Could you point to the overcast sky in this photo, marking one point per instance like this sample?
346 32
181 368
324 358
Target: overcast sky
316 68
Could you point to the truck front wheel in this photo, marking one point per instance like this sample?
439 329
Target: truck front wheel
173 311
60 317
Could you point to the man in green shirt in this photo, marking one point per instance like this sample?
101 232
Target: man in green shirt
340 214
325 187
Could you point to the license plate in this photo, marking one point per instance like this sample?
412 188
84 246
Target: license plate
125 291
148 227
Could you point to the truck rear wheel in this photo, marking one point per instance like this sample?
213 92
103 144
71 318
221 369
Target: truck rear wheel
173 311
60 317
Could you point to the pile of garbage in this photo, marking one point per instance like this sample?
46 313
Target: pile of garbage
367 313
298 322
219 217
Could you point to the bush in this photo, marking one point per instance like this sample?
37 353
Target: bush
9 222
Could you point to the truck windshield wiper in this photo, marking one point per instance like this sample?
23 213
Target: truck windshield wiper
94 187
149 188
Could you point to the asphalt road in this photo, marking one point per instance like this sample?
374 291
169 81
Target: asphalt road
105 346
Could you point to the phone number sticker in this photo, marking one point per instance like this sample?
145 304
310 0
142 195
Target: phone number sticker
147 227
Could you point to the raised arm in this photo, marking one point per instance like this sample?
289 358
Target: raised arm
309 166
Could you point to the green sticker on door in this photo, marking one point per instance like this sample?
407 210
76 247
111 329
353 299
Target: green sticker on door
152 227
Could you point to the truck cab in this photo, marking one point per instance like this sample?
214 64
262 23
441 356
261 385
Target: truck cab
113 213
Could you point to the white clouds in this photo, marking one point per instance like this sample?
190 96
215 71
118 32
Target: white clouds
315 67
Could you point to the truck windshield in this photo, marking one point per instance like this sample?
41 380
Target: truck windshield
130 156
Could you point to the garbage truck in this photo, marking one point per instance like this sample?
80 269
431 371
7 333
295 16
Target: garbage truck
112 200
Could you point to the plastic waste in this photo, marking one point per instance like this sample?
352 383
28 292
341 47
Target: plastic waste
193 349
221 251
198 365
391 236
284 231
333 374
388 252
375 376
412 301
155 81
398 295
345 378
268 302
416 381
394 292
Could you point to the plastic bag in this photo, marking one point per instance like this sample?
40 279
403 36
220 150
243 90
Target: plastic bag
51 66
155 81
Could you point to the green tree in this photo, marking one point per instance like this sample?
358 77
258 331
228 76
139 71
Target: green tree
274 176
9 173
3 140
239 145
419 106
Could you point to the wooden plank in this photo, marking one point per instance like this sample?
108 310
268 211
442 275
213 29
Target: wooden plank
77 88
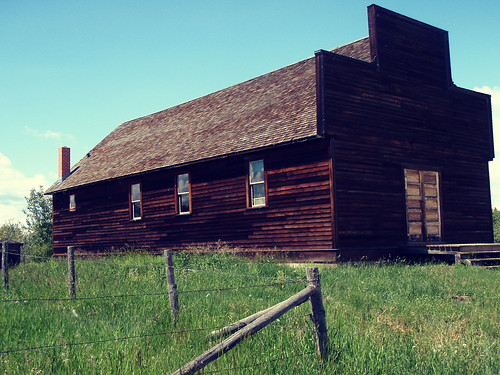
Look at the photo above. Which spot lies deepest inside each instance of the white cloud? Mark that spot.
(494, 165)
(14, 186)
(48, 134)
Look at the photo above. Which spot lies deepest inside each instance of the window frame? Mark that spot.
(250, 185)
(72, 202)
(131, 202)
(178, 195)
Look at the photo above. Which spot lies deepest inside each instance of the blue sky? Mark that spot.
(71, 71)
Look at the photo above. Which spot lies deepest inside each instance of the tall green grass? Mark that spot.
(382, 319)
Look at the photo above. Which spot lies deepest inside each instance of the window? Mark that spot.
(135, 201)
(183, 194)
(72, 202)
(257, 183)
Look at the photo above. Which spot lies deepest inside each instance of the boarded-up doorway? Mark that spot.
(423, 205)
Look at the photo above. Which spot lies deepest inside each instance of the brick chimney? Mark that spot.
(64, 162)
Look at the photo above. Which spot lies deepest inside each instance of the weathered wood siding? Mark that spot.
(298, 214)
(402, 111)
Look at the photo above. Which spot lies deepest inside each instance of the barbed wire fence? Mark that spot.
(269, 281)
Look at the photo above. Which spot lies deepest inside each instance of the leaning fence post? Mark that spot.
(318, 313)
(5, 265)
(172, 287)
(71, 272)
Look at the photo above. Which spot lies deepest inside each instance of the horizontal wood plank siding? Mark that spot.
(298, 214)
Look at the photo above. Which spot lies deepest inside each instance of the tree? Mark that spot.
(39, 223)
(12, 231)
(496, 225)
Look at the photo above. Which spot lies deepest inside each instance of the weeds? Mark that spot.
(386, 319)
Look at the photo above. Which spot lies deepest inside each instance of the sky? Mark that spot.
(73, 70)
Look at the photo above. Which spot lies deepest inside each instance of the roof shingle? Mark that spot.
(274, 108)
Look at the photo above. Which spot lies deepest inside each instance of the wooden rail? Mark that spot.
(254, 323)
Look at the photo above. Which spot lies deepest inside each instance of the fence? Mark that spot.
(176, 310)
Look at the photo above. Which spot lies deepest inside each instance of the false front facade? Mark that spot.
(369, 145)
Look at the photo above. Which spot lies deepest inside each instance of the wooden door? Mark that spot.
(423, 206)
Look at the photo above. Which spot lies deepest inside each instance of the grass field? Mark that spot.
(382, 319)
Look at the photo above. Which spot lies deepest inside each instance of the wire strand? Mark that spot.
(7, 351)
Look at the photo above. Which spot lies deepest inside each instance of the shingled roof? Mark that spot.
(275, 108)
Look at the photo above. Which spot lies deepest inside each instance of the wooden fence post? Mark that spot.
(5, 265)
(223, 347)
(318, 313)
(71, 272)
(172, 287)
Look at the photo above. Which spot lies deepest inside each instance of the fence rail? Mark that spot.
(238, 330)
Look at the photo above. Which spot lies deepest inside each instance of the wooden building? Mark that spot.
(366, 146)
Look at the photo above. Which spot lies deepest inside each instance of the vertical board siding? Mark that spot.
(298, 214)
(402, 112)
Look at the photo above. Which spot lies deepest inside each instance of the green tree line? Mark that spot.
(37, 233)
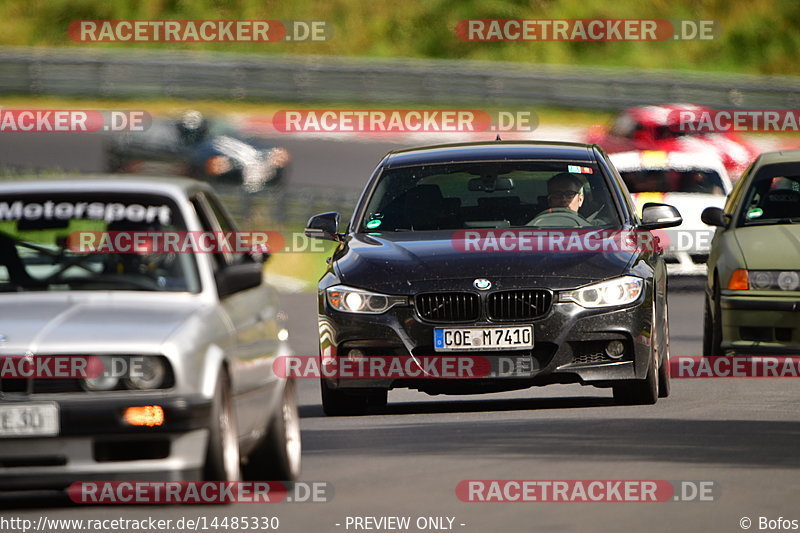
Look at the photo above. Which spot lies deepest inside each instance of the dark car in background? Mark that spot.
(199, 147)
(401, 282)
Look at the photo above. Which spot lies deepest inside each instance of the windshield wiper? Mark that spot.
(772, 221)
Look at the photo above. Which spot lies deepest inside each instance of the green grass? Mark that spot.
(758, 36)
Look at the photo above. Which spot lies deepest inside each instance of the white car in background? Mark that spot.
(689, 181)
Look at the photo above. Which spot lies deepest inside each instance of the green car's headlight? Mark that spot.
(619, 291)
(350, 300)
(765, 280)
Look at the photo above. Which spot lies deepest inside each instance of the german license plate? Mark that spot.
(475, 339)
(29, 419)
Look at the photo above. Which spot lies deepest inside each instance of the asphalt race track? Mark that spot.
(742, 434)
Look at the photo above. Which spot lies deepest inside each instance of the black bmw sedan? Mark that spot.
(525, 261)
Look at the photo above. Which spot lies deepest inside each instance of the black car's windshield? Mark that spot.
(673, 180)
(772, 200)
(53, 242)
(459, 196)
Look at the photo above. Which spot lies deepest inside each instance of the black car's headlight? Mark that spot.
(350, 300)
(610, 293)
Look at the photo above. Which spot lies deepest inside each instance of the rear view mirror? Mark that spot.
(656, 216)
(489, 184)
(323, 226)
(714, 216)
(236, 278)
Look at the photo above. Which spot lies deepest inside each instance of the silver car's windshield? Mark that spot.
(54, 242)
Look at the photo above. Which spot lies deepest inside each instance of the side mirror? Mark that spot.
(235, 278)
(714, 216)
(323, 226)
(657, 216)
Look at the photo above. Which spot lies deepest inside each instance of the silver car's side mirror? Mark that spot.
(714, 216)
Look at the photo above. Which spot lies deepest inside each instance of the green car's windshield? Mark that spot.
(458, 196)
(39, 250)
(772, 200)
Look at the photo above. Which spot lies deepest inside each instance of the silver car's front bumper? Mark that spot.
(94, 443)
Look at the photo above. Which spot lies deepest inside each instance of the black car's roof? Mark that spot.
(491, 151)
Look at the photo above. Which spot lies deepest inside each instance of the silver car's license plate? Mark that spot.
(475, 339)
(29, 419)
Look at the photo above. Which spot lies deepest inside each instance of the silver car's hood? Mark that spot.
(91, 322)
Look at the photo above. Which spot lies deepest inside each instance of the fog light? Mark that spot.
(615, 349)
(146, 415)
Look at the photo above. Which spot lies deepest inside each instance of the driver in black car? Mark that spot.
(565, 190)
(565, 197)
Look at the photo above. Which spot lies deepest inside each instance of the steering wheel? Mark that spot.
(559, 216)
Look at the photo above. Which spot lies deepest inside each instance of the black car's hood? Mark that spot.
(433, 260)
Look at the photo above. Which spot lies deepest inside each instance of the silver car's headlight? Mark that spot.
(611, 293)
(350, 300)
(105, 381)
(147, 372)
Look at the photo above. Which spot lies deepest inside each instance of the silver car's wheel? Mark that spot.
(291, 421)
(222, 457)
(278, 456)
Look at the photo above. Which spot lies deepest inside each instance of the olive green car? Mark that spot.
(752, 304)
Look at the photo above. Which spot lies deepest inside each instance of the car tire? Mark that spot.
(640, 391)
(339, 403)
(278, 456)
(663, 368)
(222, 454)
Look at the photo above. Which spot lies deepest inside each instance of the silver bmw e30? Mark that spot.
(181, 343)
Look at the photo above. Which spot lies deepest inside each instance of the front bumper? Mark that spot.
(569, 343)
(760, 325)
(95, 443)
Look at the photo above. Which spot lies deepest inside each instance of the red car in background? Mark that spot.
(656, 128)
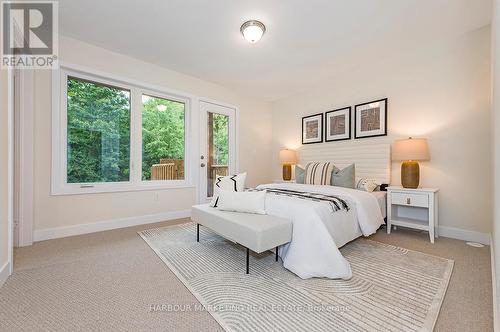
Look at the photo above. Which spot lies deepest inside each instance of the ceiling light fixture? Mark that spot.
(253, 31)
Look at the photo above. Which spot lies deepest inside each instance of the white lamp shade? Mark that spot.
(288, 157)
(411, 149)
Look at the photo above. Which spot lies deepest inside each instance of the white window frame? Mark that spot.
(60, 186)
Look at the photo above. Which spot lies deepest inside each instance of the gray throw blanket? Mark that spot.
(336, 203)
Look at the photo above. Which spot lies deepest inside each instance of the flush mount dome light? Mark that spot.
(253, 31)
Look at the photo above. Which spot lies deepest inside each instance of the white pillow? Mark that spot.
(246, 201)
(232, 182)
(366, 184)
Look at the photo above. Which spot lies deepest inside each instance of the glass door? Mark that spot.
(218, 146)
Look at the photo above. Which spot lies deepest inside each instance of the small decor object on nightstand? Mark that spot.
(312, 129)
(413, 208)
(410, 151)
(287, 159)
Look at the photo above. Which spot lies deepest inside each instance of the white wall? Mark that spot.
(440, 91)
(496, 151)
(4, 249)
(57, 211)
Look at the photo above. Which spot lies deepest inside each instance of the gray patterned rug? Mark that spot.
(392, 289)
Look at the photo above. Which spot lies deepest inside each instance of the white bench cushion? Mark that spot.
(256, 232)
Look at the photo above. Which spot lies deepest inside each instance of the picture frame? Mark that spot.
(338, 125)
(312, 129)
(371, 119)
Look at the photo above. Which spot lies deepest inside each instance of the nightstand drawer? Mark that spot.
(410, 199)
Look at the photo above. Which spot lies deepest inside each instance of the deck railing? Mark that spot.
(163, 172)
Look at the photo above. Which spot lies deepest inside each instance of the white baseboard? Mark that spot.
(64, 231)
(465, 235)
(4, 273)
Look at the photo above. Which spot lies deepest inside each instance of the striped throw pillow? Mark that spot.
(319, 173)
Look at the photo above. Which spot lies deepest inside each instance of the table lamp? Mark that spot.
(287, 159)
(410, 151)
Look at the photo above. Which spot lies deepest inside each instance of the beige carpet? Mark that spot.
(111, 281)
(392, 288)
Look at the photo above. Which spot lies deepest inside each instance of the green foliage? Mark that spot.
(221, 139)
(98, 133)
(162, 132)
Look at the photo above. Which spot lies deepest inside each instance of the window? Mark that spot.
(98, 132)
(113, 135)
(163, 131)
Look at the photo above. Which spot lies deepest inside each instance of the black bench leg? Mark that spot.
(248, 260)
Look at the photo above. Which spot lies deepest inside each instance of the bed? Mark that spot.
(318, 231)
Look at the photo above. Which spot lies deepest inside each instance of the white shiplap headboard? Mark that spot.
(371, 160)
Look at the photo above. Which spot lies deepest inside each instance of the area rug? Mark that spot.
(392, 288)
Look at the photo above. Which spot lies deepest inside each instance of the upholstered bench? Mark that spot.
(256, 232)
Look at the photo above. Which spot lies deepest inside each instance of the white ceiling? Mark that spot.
(306, 40)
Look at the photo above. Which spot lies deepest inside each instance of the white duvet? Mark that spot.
(318, 232)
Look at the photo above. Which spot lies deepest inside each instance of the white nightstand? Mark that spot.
(413, 208)
(283, 181)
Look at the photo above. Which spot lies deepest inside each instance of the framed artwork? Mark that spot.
(371, 119)
(338, 124)
(312, 129)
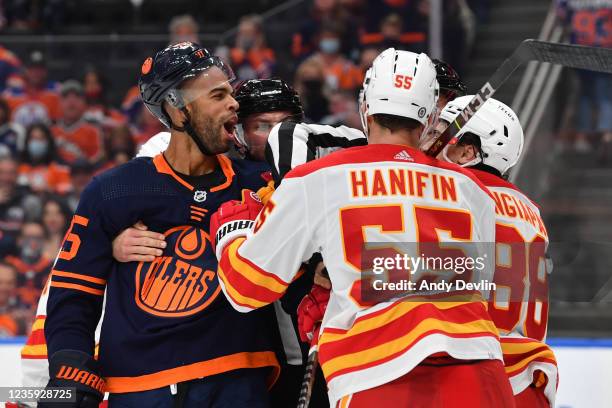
________________________________________
▶ _GIVEN INSTRUCTION_
Quote the lines word for word, starting with the line that contains "white nightstand? Mark that spot." and continuing through the end of the records, and leave the pictures out of your answer.

▶ _FULL SOLUTION_
Look at the photo above. Which spot lies deepest inside each instance of the white nightstand? Mark that spot.
(413, 208)
(283, 181)
Look at the photo above. Which spot lies deepest inside each instance of the framed artwork? Mark that spot.
(371, 119)
(338, 124)
(312, 129)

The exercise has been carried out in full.